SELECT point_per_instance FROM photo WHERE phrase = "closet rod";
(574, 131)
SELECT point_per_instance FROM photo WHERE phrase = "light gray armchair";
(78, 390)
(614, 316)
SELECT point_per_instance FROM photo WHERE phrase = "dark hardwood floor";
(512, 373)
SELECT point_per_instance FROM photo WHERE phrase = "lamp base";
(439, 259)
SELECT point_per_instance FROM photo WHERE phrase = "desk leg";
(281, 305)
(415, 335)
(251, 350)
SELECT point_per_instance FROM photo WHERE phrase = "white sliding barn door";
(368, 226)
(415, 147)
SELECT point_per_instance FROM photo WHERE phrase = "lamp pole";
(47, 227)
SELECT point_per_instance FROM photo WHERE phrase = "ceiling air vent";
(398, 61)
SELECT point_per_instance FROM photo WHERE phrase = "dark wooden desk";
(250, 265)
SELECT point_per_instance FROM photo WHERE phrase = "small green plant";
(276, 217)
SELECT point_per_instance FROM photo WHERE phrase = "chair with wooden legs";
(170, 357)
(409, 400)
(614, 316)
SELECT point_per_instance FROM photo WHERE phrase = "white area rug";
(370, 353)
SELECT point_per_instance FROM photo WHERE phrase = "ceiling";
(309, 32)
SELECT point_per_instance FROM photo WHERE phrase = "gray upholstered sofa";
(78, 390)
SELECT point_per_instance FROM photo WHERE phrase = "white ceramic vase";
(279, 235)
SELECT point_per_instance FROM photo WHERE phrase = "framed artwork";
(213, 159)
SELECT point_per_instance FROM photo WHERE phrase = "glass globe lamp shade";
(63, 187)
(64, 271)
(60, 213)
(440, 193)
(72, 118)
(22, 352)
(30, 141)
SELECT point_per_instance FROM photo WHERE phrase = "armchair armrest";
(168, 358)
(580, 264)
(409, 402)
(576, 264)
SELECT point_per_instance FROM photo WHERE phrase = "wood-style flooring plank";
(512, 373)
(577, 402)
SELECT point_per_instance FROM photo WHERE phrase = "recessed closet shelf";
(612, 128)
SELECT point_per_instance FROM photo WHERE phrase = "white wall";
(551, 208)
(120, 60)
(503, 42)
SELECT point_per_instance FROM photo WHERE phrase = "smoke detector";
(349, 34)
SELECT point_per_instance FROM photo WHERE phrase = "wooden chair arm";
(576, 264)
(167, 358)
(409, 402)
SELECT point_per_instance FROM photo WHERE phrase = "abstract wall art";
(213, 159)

=-=-=

◆ TASK DIRECTIONS
Transcribe all entries exactly as they are given.

◆ ANSWER TO THE EXERCISE
SELECT point_per_instance FROM photo WHERE phrase = "closet rod";
(574, 131)
SELECT point_per_instance FROM photo WHERE phrase = "light gray armchair";
(78, 390)
(614, 316)
SELECT point_per_instance FROM photo WHERE phrase = "dark hardwood floor";
(512, 373)
SELECT point_per_instance FROM photo WHERE phrase = "lamp base";
(439, 259)
SELECT point_per_instance FROM photo WHERE phrase = "desk leg";
(281, 305)
(415, 335)
(251, 350)
SELECT point_per_instance FROM photo WHERE phrase = "white sliding barn door";
(368, 226)
(415, 147)
SELECT point_per_instance FROM photo WHERE phrase = "lamp pole";
(47, 227)
SELECT point_per_instance FROM photo WHERE phrase = "ceiling air vent";
(398, 61)
SELECT point_per_instance FROM photo WHERE phrase = "dark wooden desk";
(250, 265)
SELECT point_per_instance FROM photo WHERE phrase = "small green plant";
(276, 217)
SELECT point_per_instance FROM photo WHERE phrase = "chair with wooden legs";
(170, 357)
(409, 400)
(614, 316)
SELECT point_per_instance FROM photo WHERE phrase = "white area rug";
(370, 353)
SELECT point_per_instance FROM photo WHERE phrase = "ceiling";
(309, 32)
SELECT point_per_instance FROM photo WHERE phrase = "gray upholstered sofa";
(78, 390)
SELECT point_per_instance FROM photo WHERE phrase = "white ceramic vase";
(279, 235)
SELECT point_per_instance FROM photo WHERE phrase = "framed artwork";
(213, 159)
SELECT point_per_instance FROM photo WHERE phrase = "glass globe lamp shade";
(63, 187)
(64, 271)
(60, 213)
(440, 193)
(72, 118)
(22, 352)
(30, 141)
SELECT point_per_instance FROM photo WHERE phrase = "armchair armrest";
(168, 358)
(580, 264)
(409, 402)
(576, 264)
SELECT point_per_instance FROM photo WHERE phrase = "wood-style flooring plank";
(512, 373)
(577, 402)
SELECT point_per_instance FROM photo WHERE phrase = "recessed closet shelf";
(612, 128)
SELECT point_per_instance FROM photo WHERE phrase = "white wall";
(551, 208)
(120, 60)
(503, 42)
SELECT point_per_instance FROM photo WHERE phrase = "smoke detector";
(349, 34)
SELECT point_per_instance FROM photo WHERE phrase = "wooden chair arm";
(576, 264)
(167, 358)
(409, 402)
SELECT point_per_instance FROM photo WHERE phrase = "abstract wall art";
(213, 159)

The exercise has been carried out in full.